### [Records for this exercise]
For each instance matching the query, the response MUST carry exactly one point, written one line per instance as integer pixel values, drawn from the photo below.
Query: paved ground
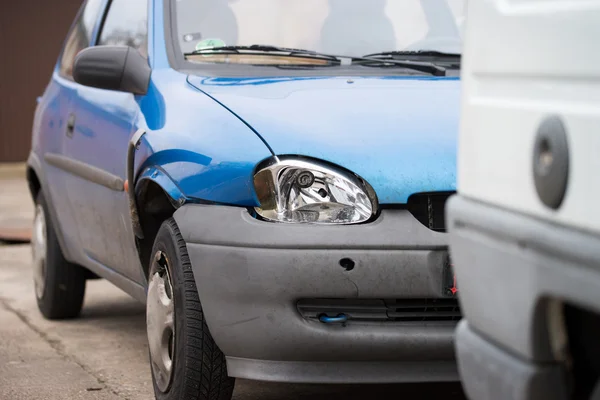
(103, 354)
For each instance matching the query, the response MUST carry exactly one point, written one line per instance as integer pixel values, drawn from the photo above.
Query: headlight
(308, 191)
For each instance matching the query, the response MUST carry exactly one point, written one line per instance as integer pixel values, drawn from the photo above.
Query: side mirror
(119, 68)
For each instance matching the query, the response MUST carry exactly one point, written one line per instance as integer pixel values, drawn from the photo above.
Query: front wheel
(185, 361)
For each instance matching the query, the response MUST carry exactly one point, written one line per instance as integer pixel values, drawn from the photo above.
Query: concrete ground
(104, 353)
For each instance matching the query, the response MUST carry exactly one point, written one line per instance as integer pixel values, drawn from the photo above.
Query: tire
(59, 285)
(185, 361)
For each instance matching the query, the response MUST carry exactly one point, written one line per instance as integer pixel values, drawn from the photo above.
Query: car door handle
(70, 125)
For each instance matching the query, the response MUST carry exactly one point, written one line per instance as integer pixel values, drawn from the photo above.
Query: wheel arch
(157, 198)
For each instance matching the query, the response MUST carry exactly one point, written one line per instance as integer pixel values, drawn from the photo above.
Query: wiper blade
(426, 53)
(262, 48)
(422, 66)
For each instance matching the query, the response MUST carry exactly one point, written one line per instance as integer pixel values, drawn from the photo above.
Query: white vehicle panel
(514, 76)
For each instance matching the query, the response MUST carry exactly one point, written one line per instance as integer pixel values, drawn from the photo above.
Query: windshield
(351, 28)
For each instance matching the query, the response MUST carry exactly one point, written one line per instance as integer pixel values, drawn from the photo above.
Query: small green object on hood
(209, 44)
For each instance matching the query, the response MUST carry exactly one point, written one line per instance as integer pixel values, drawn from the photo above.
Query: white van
(525, 225)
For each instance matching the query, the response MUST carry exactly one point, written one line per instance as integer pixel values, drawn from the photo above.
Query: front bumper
(251, 274)
(512, 270)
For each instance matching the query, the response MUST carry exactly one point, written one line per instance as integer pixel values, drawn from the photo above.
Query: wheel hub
(160, 321)
(38, 251)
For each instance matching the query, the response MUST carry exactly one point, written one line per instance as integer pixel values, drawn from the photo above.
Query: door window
(126, 24)
(79, 37)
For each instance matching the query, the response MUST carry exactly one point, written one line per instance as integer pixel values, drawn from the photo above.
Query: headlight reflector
(307, 191)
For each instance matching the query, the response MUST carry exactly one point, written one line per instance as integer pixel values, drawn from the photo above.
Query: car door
(52, 122)
(103, 122)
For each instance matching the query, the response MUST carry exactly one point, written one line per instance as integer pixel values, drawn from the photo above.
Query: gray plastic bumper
(250, 274)
(508, 266)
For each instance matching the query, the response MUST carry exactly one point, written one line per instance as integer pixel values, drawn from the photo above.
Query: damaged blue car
(268, 177)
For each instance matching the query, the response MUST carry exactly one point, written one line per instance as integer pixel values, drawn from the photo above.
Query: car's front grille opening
(390, 310)
(429, 209)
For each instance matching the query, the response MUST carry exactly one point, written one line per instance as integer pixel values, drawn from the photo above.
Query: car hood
(397, 133)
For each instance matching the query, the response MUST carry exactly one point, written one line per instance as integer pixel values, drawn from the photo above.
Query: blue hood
(398, 133)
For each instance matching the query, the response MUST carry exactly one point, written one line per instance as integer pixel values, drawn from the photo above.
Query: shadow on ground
(116, 312)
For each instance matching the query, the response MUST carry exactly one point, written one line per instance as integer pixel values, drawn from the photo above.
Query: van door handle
(70, 125)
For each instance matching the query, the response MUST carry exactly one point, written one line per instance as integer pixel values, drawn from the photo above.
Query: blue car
(268, 177)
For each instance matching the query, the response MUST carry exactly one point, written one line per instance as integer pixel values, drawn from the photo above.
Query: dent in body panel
(205, 151)
(398, 133)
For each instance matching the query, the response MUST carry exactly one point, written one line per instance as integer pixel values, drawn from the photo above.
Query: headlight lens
(307, 191)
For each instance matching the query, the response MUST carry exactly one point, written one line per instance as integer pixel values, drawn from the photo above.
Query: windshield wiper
(420, 53)
(431, 56)
(262, 49)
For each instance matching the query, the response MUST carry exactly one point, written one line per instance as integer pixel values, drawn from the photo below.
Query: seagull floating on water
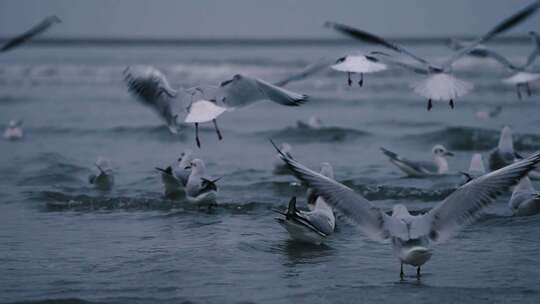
(440, 83)
(104, 180)
(36, 30)
(203, 103)
(476, 168)
(310, 226)
(14, 130)
(422, 168)
(200, 189)
(175, 177)
(413, 236)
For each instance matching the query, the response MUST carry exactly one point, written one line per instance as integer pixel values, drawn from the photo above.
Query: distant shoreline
(181, 42)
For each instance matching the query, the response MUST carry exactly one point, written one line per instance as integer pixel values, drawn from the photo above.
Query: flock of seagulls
(412, 236)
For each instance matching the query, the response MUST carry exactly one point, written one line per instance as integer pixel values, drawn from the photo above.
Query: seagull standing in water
(200, 189)
(310, 226)
(104, 180)
(203, 103)
(422, 168)
(525, 199)
(36, 30)
(440, 83)
(14, 130)
(175, 177)
(413, 236)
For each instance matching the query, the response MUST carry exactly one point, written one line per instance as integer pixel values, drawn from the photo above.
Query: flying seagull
(203, 103)
(439, 82)
(413, 236)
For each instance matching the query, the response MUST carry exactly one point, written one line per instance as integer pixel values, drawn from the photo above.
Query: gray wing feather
(31, 33)
(464, 205)
(243, 90)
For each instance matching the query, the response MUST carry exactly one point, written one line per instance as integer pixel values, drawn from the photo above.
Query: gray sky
(258, 18)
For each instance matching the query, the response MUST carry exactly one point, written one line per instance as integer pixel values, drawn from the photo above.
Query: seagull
(422, 168)
(520, 76)
(175, 177)
(307, 226)
(476, 168)
(200, 189)
(525, 199)
(279, 167)
(504, 154)
(153, 89)
(14, 130)
(439, 82)
(314, 122)
(37, 29)
(355, 63)
(413, 236)
(310, 226)
(105, 179)
(203, 103)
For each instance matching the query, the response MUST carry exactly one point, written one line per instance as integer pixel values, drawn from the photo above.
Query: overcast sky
(259, 18)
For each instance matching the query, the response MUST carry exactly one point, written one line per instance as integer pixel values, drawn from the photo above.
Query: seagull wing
(506, 24)
(29, 34)
(464, 205)
(243, 90)
(368, 218)
(373, 39)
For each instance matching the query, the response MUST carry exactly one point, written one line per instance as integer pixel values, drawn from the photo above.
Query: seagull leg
(217, 129)
(197, 135)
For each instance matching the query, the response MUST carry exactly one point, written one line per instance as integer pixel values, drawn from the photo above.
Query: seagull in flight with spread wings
(413, 236)
(439, 82)
(202, 103)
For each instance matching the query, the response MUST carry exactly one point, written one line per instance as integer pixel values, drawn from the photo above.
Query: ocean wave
(325, 134)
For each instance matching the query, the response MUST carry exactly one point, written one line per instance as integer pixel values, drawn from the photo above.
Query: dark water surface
(61, 239)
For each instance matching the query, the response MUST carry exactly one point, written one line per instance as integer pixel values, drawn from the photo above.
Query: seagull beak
(226, 82)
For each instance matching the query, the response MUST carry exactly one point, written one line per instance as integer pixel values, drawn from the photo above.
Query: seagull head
(440, 150)
(327, 170)
(196, 166)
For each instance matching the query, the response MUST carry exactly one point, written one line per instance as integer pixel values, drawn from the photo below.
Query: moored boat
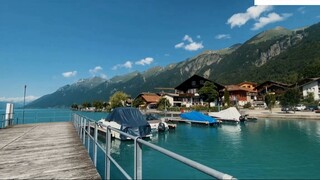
(227, 115)
(129, 120)
(196, 117)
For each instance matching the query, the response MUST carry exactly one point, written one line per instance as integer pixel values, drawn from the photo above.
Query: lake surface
(264, 149)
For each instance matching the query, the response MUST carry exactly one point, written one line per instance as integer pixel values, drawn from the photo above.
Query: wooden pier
(44, 151)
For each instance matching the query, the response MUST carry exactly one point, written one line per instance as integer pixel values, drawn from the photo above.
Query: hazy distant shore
(277, 113)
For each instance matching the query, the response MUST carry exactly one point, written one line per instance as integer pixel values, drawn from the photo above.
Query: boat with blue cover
(198, 118)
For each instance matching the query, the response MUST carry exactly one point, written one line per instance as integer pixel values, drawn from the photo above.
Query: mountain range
(278, 54)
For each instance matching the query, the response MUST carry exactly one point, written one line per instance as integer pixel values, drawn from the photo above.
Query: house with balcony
(150, 100)
(241, 94)
(313, 86)
(276, 88)
(187, 91)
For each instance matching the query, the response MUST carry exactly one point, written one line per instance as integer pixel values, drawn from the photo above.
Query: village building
(188, 91)
(313, 86)
(242, 93)
(150, 100)
(273, 87)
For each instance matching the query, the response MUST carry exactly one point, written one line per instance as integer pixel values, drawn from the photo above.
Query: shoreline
(277, 113)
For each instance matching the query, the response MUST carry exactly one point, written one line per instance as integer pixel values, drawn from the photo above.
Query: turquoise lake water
(267, 148)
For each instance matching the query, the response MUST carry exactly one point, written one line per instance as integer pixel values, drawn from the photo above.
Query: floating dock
(44, 151)
(177, 119)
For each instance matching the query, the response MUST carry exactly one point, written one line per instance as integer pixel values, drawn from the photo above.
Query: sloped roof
(270, 83)
(247, 82)
(238, 88)
(150, 97)
(187, 84)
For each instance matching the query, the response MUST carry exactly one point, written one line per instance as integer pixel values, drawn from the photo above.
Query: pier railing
(28, 117)
(84, 128)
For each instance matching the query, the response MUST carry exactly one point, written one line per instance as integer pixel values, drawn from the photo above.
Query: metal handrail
(81, 122)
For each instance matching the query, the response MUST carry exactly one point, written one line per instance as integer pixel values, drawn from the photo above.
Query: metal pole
(137, 159)
(95, 144)
(108, 149)
(88, 136)
(84, 131)
(24, 102)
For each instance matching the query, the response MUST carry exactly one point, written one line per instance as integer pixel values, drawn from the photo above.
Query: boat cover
(227, 114)
(197, 116)
(131, 120)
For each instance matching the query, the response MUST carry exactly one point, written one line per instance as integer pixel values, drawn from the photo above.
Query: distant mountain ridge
(278, 54)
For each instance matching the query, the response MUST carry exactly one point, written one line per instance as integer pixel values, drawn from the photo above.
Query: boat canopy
(197, 116)
(131, 120)
(228, 114)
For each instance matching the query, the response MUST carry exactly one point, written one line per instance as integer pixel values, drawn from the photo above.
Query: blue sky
(46, 44)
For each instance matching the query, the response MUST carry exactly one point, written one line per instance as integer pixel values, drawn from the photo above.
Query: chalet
(241, 94)
(270, 87)
(150, 99)
(248, 85)
(313, 86)
(188, 91)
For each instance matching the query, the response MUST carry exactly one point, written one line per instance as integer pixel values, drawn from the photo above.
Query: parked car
(312, 107)
(300, 107)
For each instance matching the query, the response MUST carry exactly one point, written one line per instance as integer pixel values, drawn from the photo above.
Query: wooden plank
(44, 151)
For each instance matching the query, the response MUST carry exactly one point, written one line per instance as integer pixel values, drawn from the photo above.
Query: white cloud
(302, 10)
(223, 36)
(127, 65)
(252, 12)
(103, 76)
(69, 74)
(145, 61)
(187, 38)
(95, 70)
(18, 99)
(189, 44)
(180, 45)
(194, 46)
(271, 18)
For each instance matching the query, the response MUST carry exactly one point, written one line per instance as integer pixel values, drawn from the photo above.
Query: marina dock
(44, 151)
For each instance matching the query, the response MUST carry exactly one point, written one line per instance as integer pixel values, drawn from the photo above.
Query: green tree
(226, 96)
(98, 105)
(270, 100)
(137, 102)
(118, 99)
(290, 98)
(163, 104)
(208, 92)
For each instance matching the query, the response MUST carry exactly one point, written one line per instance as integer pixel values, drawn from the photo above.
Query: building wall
(311, 87)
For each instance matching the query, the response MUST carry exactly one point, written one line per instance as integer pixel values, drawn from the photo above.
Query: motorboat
(230, 114)
(157, 123)
(195, 117)
(129, 120)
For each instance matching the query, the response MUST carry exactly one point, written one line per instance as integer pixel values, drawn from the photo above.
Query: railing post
(108, 147)
(80, 129)
(84, 131)
(88, 136)
(95, 144)
(137, 159)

### [Problem requirements]
What the answer should hold is an exact copy of each line from the one containing "Query: wooden plank" to the final line of the listing above.

### [Written reply]
Query: wooden plank
(44, 151)
For each instance matching the query, the response MUST carry exactly one point, written one line per instance as integer pixel values, drawn from the photo above.
Query: white cloud
(302, 10)
(223, 36)
(127, 65)
(252, 12)
(103, 76)
(69, 74)
(145, 61)
(187, 38)
(95, 70)
(18, 99)
(189, 44)
(180, 45)
(194, 46)
(271, 18)
For each instance matching the query, the response MUST carry exactly one point, written one line per instance as integer pixel values, drawn from the photo above.
Query: marina dock
(44, 151)
For each instance matching the query, the response MUST carry exactly one point, written one line per instance as integer pixel values, drawn from the photo above.
Query: green tree
(226, 96)
(98, 105)
(270, 100)
(137, 102)
(118, 99)
(290, 98)
(163, 104)
(208, 92)
For each instance matching the query, the response MUST carry exactly one point, written one line per instance as integer pixel values, drawn from the photo above.
Query: building wall
(311, 87)
For each instance matching the query, the response MUST carry exactly one point, written one line per instance as integer pixel values, drawn from the photo above.
Query: motorboat
(230, 114)
(157, 123)
(195, 117)
(129, 120)
For each instance matching the query, the response MUST carry exactly one point, written one line per instance as integer pixel values, drawn from the photo above.
Query: railing post
(108, 147)
(80, 129)
(84, 131)
(88, 136)
(95, 144)
(137, 159)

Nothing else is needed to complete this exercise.